### What the exercise asks
Copy out all the entries shown below, exactly as they appear.
------ Records for this exercise ------
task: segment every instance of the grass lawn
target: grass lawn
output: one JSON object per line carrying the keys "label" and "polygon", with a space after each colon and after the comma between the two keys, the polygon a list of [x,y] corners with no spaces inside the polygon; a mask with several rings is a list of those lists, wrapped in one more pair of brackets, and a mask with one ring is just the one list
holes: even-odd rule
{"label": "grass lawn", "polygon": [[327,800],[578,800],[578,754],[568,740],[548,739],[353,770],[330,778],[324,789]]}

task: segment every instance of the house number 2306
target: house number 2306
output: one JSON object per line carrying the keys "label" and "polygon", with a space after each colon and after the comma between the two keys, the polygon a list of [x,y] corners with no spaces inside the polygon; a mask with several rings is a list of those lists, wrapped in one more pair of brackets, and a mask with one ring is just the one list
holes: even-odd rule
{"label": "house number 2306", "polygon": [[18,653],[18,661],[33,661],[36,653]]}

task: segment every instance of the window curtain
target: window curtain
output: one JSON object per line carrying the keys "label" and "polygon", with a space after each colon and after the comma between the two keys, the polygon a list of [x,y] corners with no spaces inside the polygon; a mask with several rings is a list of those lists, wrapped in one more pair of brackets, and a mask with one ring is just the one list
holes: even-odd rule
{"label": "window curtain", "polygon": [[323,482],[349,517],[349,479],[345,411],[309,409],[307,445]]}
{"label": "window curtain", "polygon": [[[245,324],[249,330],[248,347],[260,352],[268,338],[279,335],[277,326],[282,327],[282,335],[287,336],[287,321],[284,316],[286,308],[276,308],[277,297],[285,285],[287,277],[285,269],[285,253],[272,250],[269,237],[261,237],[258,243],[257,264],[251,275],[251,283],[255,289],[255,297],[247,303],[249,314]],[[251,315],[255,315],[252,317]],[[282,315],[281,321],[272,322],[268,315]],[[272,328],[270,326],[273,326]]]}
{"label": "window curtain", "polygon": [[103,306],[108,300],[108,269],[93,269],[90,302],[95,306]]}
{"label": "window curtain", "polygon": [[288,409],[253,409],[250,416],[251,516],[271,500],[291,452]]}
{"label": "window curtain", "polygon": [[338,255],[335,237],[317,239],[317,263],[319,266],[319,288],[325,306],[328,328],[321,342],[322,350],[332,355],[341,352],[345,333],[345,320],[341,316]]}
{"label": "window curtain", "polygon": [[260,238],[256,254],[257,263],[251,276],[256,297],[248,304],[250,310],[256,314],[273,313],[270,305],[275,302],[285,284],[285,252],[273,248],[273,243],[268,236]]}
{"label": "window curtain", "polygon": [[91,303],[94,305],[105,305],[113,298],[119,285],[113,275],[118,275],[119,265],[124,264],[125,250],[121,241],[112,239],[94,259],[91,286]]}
------
### Task result
task: segment every instance of the grass lawn
target: grass lawn
output: one JSON object per line carrying the keys "label" and "polygon", with a space after each colon and after the comma between the two keys, the polygon a list of [x,y] corners with no spaces inside the polygon; a mask with several rings is a list of those lists, wrapped in one more pair of brackets, and a mask with one ring is just the one list
holes: even-odd rule
{"label": "grass lawn", "polygon": [[327,800],[578,800],[578,754],[568,740],[548,739],[353,770],[330,778],[324,789]]}

task: segment every instance of the house number 2306
target: house number 2306
output: one JSON object per line carrying the keys "label" and "polygon", with a space after each colon and after the comma between the two keys, the polygon a list of [x,y] corners with no spaces inside the polygon; a mask with several rings is a list of those lists, wrapped in one more pair of brackets, and a mask with one ring is just the one list
holes: even-odd rule
{"label": "house number 2306", "polygon": [[18,653],[18,661],[33,661],[36,653]]}

task: segment every instance of the window curtain
target: window curtain
output: one JSON object per line carrying the keys "label" and "polygon", with a space after each colon and after the comma between the two keys, the polygon a list of [x,y] corners with no spaces inside the polygon; a mask with several rings is a list of those lists, wrapped in one more pair of brackets, and a mask with one ring is just the one list
holes: even-odd rule
{"label": "window curtain", "polygon": [[323,482],[349,517],[349,479],[345,411],[309,409],[307,445]]}
{"label": "window curtain", "polygon": [[[245,324],[249,330],[248,347],[260,352],[268,338],[279,335],[277,326],[282,327],[282,335],[287,336],[287,321],[284,316],[286,308],[276,308],[277,297],[285,285],[287,277],[285,269],[285,253],[272,250],[269,237],[261,237],[258,243],[257,264],[251,275],[251,283],[255,289],[255,297],[247,303],[249,314]],[[251,315],[255,315],[252,317]],[[282,315],[281,321],[272,322],[268,315]],[[272,328],[270,326],[273,326]]]}
{"label": "window curtain", "polygon": [[103,306],[108,300],[108,269],[93,269],[90,302],[95,306]]}
{"label": "window curtain", "polygon": [[288,409],[253,409],[250,416],[251,516],[271,500],[291,452]]}
{"label": "window curtain", "polygon": [[338,255],[335,237],[317,239],[317,263],[319,266],[319,288],[325,306],[328,328],[321,342],[322,350],[332,355],[341,352],[345,333],[345,320],[341,316]]}
{"label": "window curtain", "polygon": [[260,238],[256,254],[257,263],[251,276],[256,297],[248,304],[250,310],[256,314],[273,313],[270,305],[275,302],[285,284],[285,252],[273,248],[273,243],[268,236]]}
{"label": "window curtain", "polygon": [[91,303],[94,305],[105,305],[113,298],[119,285],[113,275],[118,275],[119,265],[124,264],[125,250],[121,241],[112,239],[94,259],[91,286]]}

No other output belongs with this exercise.